**AIM OF THE TASK**
Line by line, please look for the word "card" in the following records, then copy each line you find it in.

(Stored data entries)
##########
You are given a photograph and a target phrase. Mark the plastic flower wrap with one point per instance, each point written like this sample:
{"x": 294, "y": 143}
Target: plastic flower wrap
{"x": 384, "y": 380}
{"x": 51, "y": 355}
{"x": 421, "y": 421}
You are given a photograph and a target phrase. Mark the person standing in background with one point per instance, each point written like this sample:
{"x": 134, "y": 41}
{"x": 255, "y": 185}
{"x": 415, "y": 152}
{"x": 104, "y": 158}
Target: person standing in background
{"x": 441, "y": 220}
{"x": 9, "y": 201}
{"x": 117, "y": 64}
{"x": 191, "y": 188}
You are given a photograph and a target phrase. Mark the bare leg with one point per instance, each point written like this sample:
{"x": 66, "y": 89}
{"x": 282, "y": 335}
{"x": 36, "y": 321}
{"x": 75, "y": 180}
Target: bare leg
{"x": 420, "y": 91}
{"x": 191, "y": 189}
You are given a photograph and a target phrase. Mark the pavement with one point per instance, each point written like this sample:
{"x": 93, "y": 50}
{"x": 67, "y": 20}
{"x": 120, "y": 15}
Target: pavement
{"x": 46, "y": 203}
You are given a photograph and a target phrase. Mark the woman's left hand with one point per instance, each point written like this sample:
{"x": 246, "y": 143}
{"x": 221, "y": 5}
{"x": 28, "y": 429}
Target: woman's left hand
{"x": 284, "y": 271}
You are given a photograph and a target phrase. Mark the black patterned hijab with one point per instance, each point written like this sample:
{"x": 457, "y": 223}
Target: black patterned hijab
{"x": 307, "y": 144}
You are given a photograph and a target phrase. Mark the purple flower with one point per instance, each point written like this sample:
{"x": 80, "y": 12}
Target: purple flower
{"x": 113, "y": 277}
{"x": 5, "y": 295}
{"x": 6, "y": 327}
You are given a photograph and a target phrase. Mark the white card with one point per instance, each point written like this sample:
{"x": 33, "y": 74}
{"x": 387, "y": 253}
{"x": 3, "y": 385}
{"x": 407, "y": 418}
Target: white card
##########
**ANSWER TO THIS TASK**
You are given a photograph and a target phrase. Mark the white card with one point per instance, each point written like this sample:
Target: white card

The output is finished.